The funds will help offset local contributions to the fire service while making necessary investments in its operations.
By Matt Skoufalos | November 20, 2023
An infusion of Federal Emergency Management Agency (FEMA) grant aid will help the Cherry Hill Fire Department expand its roster, and outfit firefighters with new training and equipment to help them do their jobs more safely in the field.
Thanks to $4.367 million in federal dollars from the Staffing for Adequate Fire and Emergency Response (SAFER) and Assistance to Firefighters Grants (AFG), the department will retain eight new professional firefighter-EMTs, and support all its personnel with specialized training and technology.
Cherry Hill Fire Chief Wade Houlihan said that $2.6 million in SAFER funds will cover eight new firefighters’ salaries and benefits packages for three years, and the $1.7 in AFG dollars will cover necessary professional education and a command radio system upgrade.
“We have to continue to evolve with the town,” the chief said. “We’re building the correct staffing levels.”
Full staffing isn’t only critical to firefighter safety and the operational efficiency of the department, it also affects the township Insurance Services Office Fire Score, or ISO rating, which informs insurance premiums across the community.
In 2016, the Cherry Hill Fire Department earned an ISO-1 rating, the highest possible within the system. Five years later, however, it was reclassified to an ISO-2 — still more than respectable — largely as a result of its drop in staffing, Houlihan said.
“That was one of the key components that cost us that,” the chief said.
As the department works to regain its ISO-1, it’s also working to expand the fire academy program at its Marlkress Road headquarters, where the next generation of firefighters are trained.

> _Job 1_:
Transcribe the fire grant article, starting with "As the department" and going on through "firefighters are trained.".
> _Job 2_:
In the rows, rescale every point coordinate in the answers by 2.3, rounding to whole numbers with halves rounded up. Give back only the rows, requests included, starting with the line with "In this exercise you will mark the patchy" and going on through the line with "<point>167,271</point>", both ends included.
The fire grant article has nothing to do with the rows.

> _Provided information_:
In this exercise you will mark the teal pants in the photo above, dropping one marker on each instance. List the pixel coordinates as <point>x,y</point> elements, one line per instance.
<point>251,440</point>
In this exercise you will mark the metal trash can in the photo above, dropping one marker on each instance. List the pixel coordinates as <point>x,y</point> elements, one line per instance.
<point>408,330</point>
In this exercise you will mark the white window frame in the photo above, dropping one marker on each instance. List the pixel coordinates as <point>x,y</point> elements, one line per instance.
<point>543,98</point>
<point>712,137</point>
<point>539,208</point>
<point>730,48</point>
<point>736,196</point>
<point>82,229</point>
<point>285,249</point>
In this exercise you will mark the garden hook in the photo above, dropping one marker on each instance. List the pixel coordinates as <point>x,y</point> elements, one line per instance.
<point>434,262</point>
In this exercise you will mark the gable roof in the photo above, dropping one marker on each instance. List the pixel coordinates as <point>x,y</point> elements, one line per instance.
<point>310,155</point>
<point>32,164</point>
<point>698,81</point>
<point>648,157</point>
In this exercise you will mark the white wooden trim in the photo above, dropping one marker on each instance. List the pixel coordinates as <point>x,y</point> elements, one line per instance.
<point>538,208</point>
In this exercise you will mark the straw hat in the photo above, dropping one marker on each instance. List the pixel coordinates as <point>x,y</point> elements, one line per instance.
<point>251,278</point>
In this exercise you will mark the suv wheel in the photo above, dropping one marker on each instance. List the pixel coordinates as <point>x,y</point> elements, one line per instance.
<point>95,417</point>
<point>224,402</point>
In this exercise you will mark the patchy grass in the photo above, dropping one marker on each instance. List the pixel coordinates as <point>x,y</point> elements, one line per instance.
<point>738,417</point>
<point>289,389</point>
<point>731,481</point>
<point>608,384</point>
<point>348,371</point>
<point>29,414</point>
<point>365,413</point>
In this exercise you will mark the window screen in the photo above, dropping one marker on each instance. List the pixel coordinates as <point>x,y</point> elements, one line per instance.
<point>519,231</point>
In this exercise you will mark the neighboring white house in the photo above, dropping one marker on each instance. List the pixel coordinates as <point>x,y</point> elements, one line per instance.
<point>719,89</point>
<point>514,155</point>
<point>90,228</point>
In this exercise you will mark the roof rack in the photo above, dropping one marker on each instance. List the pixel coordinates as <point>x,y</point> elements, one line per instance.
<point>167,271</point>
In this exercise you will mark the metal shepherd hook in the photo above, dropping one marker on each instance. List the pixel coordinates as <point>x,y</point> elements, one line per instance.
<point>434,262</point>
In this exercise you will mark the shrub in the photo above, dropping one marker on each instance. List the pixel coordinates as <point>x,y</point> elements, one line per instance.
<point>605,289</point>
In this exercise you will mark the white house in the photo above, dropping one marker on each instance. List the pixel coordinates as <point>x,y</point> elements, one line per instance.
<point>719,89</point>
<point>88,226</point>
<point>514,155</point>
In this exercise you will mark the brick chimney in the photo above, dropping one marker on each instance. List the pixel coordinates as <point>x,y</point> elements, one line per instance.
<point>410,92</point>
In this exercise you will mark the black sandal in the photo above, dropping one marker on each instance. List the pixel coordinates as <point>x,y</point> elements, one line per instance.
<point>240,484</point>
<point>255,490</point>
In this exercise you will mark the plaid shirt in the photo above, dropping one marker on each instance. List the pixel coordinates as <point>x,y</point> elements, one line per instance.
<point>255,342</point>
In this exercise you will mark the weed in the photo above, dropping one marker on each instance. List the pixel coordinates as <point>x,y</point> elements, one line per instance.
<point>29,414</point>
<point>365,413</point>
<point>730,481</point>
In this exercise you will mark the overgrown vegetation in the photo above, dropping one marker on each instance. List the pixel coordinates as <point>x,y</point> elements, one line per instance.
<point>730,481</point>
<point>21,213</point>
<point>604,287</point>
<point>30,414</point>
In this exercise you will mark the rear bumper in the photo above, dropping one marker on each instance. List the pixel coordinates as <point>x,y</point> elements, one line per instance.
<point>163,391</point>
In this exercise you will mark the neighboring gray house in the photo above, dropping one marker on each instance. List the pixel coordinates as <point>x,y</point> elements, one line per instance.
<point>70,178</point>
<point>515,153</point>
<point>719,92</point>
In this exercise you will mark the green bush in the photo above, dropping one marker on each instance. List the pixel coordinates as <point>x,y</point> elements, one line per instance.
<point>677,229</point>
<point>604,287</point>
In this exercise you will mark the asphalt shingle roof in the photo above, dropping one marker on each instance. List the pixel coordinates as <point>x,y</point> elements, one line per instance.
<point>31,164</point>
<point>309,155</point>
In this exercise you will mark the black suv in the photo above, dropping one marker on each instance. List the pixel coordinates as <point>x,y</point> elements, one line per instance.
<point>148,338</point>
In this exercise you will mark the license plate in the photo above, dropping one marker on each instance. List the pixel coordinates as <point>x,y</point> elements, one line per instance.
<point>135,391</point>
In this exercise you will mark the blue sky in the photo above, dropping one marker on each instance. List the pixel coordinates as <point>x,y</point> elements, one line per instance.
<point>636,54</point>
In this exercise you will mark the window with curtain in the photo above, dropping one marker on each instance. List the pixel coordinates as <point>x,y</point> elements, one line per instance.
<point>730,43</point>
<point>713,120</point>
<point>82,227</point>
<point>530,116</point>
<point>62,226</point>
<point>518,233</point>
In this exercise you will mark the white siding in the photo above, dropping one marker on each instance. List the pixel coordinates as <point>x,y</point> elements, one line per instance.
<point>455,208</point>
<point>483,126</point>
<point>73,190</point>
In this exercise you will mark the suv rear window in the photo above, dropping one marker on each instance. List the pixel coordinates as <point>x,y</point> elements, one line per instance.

> _Complete answer 1_:
As the department works to regain its ISO-1, it’s also working to expand the fire academy program at its Marlkress Road headquarters, where the next generation of firefighters are trained.

> _Complete answer 2_:
In this exercise you will mark the patchy grass in the photo above, dropping one marker on each instance. List the pixel coordinates as <point>x,y</point> elements, one line per instance.
<point>1697,959</point>
<point>665,895</point>
<point>1681,1106</point>
<point>1398,883</point>
<point>800,853</point>
<point>67,952</point>
<point>840,950</point>
In this exercise you will mark the window screen in the photo above, dropping one marker on each instance. List the pixel coordinates as <point>x,y</point> elements, one line per instance.
<point>1194,531</point>
In this exercise you will mark the neighboring white house in the photo above, dropping one marker on each instance. List the pixel coordinates as <point>x,y</point> elements, one line per instance.
<point>1654,205</point>
<point>1182,357</point>
<point>207,524</point>
In this exercise you will mark the roof rack in the photo above, dropping one marker on each instance. List the pixel coordinates as <point>x,y</point> elements, one line per instance.
<point>384,623</point>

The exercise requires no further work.